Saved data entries
:::
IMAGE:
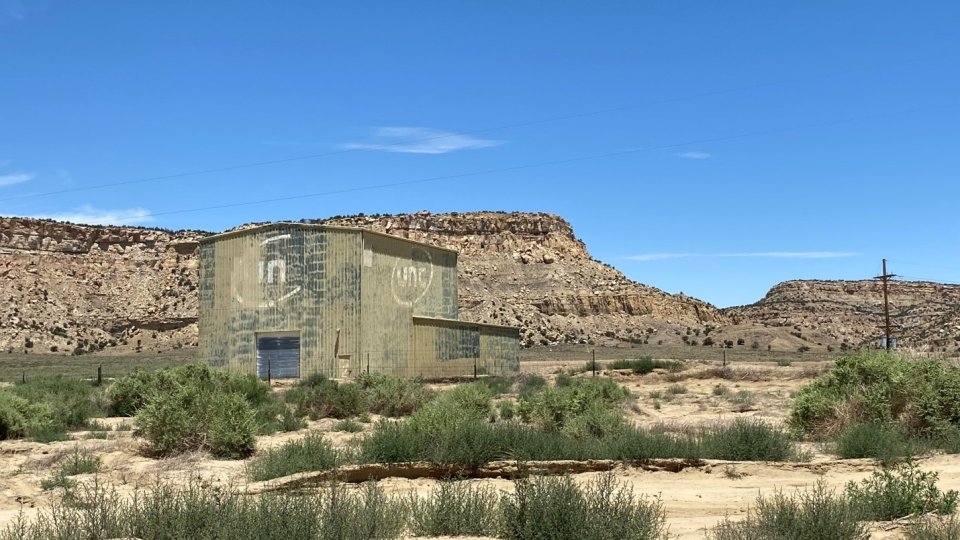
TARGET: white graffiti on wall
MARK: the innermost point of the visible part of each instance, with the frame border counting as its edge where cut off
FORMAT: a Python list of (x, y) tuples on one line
[(276, 271), (411, 279)]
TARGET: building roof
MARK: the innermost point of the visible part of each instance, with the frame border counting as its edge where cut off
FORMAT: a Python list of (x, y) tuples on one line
[(463, 323), (315, 226)]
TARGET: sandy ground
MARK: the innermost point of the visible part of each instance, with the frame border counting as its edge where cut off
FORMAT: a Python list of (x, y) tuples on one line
[(694, 499)]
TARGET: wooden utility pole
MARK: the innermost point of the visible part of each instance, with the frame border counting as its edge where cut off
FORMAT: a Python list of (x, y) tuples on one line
[(886, 305)]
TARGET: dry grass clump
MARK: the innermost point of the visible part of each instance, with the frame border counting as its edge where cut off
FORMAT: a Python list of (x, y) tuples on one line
[(552, 507)]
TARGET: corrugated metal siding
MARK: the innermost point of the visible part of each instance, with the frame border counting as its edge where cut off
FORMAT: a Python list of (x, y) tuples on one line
[(445, 348), (401, 280), (352, 295), (275, 280), (278, 356), (340, 305), (500, 349)]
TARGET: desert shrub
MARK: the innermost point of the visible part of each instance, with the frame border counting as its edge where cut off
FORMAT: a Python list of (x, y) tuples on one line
[(455, 508), (934, 528), (552, 408), (76, 462), (900, 491), (80, 462), (57, 481), (320, 397), (528, 383), (311, 453), (644, 365), (69, 402), (21, 418), (921, 395), (474, 397), (746, 440), (743, 398), (348, 425), (498, 385), (554, 507), (197, 418), (506, 409), (208, 513), (127, 395), (816, 514), (596, 421), (456, 436), (874, 440), (391, 396)]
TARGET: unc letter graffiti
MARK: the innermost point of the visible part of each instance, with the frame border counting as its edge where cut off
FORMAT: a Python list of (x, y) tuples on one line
[(411, 279)]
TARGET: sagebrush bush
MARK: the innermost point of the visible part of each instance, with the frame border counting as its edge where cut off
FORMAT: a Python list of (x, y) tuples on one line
[(210, 513), (922, 396), (528, 383), (320, 397), (900, 491), (20, 418), (874, 440), (57, 404), (747, 440), (934, 528), (455, 508), (644, 365), (349, 425), (816, 514), (552, 408), (311, 453), (391, 396), (554, 507)]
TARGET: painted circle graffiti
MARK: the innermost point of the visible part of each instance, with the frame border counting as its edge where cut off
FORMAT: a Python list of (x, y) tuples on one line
[(411, 279)]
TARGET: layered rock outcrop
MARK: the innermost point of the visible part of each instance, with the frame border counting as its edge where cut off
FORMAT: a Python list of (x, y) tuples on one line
[(924, 315), (77, 289)]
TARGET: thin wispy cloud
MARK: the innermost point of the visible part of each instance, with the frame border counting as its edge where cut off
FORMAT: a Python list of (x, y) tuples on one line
[(694, 155), (16, 178), (757, 254), (88, 215), (419, 140)]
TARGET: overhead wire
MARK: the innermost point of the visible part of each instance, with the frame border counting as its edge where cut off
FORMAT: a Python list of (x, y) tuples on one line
[(303, 157), (558, 161)]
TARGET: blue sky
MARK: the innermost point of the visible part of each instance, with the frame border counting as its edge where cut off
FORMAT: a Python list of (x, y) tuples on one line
[(713, 148)]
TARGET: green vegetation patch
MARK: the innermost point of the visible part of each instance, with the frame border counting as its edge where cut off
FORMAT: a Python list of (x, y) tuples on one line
[(311, 453), (922, 396), (644, 365), (45, 408)]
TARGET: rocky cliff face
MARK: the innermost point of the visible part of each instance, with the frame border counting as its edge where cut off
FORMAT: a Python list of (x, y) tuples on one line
[(77, 289), (529, 270), (924, 315)]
:::
* REQUIREMENT: Recast all of the material above as a Markdown table with the columns Row and Line. Number each row, and leave out blank lines and the pictures.

* OUTPUT FOR THIS TASK:
| Row | Line |
|---|---|
| 1 | IMAGE: |
| 2 | TARGET: white graffiti on wall |
| 3 | MARK: the innermost point of the visible part of each instance, with the frame border counting as its edge where cut off |
| 4 | FORMAT: a Python list of (x, y) tuples on one line |
| 5 | [(276, 271), (411, 279)] |
| 6 | TARGET: building roof |
| 7 | MARK: the innermost point of the visible part of each instance, with the frame border counting as its edge where cut off |
| 8 | FORMAT: a Python list of (x, y) tuples on one line |
| 9 | [(463, 323), (315, 226)] |
| 10 | TARGET: sandy ground |
| 11 | MARK: the innermost point of the visible part of each instance, with the frame border counting as its edge where cut off |
| 12 | FORMAT: a Python list of (x, y) tuples on one line |
| 13 | [(694, 499)] |
| 14 | TARGET: wooden utility pole |
| 15 | MARK: the innermost point of the visible part of each instance, with the frame border counting as its edge where cut off |
| 16 | FORMAT: a Python list of (x, y) tuples on one line |
| 17 | [(886, 305)] |
| 18 | TARGET: dry grass clump |
| 19 | MARK: the innermost point of the visible part of each instance, with the frame border counting as its edge where cut off |
| 20 | FORMAT: a Python list of (x, y) tuples on one line |
| 21 | [(552, 507)] |
| 22 | TARGET: corrugated metal siding |
| 23 | MARK: the innermost point of the visible part of each instance, with the frame border counting as its edge where cut off |
| 24 | FORMAT: a Python list of (x, y) tuples on one line |
| 25 | [(445, 348), (401, 280), (352, 295), (275, 280), (278, 356), (340, 305), (500, 349)] |
| 26 | TARGET: desert shrub |
| 27 | MARK: the innermost point of the visible part of each instance, with the frame border counting as its edge where cut off |
| 28 | FORMAT: a Python list of (x, y) tuples on one line |
| 29 | [(455, 508), (934, 528), (552, 408), (76, 462), (900, 491), (80, 462), (57, 481), (320, 397), (528, 383), (311, 453), (644, 365), (69, 402), (21, 418), (921, 395), (474, 397), (746, 440), (743, 398), (348, 425), (498, 385), (554, 507), (197, 418), (506, 409), (208, 513), (127, 395), (816, 514), (596, 421), (456, 436), (874, 440), (391, 396)] |
| 30 | TARGET: unc letter graffiti |
| 31 | MARK: the innermost point of the visible part of each instance, with the frame border counting as its edge where cut off |
| 32 | FORMAT: a Python list of (x, y) tuples on one line |
| 33 | [(411, 279)] |
| 34 | TARGET: sagebrush bush |
| 35 | MARK: the innermost point of the visible part of each instance, with the frame border counting as its edge where cut off |
| 36 | FORMAT: a Python list of (x, y) tuples on one line |
| 37 | [(210, 513), (922, 396), (528, 383), (320, 397), (900, 491), (20, 418), (874, 440), (57, 404), (747, 440), (934, 528), (455, 508), (644, 365), (349, 425), (816, 514), (552, 408), (311, 453), (391, 396), (554, 507)] |
| 38 | TARGET: painted circle graffiti |
| 39 | MARK: the innermost point of the visible part of each instance, with the frame border counting as its edge where cut off |
| 40 | FORMAT: a Python list of (x, y) tuples on one line |
| 41 | [(411, 279)] |
| 42 | TARGET: layered rock outcrop |
| 43 | MARK: the innermost point of the visible part of each instance, with the frame border counting as its edge where cut off |
| 44 | FORMAT: a Python list of (x, y) tuples on one line |
| 45 | [(924, 315), (77, 289)] |
| 46 | TARGET: thin wispy cloud |
| 47 | MARK: the innermost point of the visible part of each instance, with the frame border counting as its edge where cut off |
| 48 | FORMAT: a Python list of (x, y) tuples on one line |
| 49 | [(694, 155), (16, 178), (757, 254), (88, 215), (419, 140)] |
| 50 | TARGET: overhead wire |
| 51 | MARK: the innermost point of the visible part of each instance, with the frame border counting as its edge where cut off |
| 52 | FORMAT: a Python list of (x, y) tuples on one line |
| 53 | [(303, 157), (558, 161)] |
| 54 | TARGET: blue sky |
| 55 | MARK: the innermost point of the visible part of each instance, with the frame border counting as its edge where cut off |
| 56 | FORMAT: a Python list of (x, y) tuples on one line |
| 57 | [(713, 148)] |
| 58 | TARGET: green vegetation patch |
| 59 | MARK: the innermost point of the visible part of each instance, with the frame border counting as its edge where cut off |
| 60 | FORMAT: a Python list of (x, y) tuples on one line |
| 61 | [(311, 453), (922, 396), (644, 365), (45, 408)] |
| 62 | TARGET: rocky cliff face |
| 63 | MARK: the innermost point of the visible part of each instance, with the frame border counting as its edge where cut off |
| 64 | FORMAT: a Python list of (x, y) tuples on one line |
| 65 | [(77, 289), (529, 270), (924, 315)] |